WHAT IS EXPECTED: Reproduce the lines below, substituting "wheel well" for "wheel arch" and leaving everything else unchanged.

GIVEN ENTRIES:
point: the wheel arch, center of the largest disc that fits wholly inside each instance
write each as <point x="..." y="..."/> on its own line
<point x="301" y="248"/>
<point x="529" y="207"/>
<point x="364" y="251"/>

EXPECTED ANSWER:
point: the wheel well, center of the largest disc that fits wholly inside each instance
write each as <point x="..." y="..."/> on its own line
<point x="301" y="248"/>
<point x="529" y="207"/>
<point x="364" y="251"/>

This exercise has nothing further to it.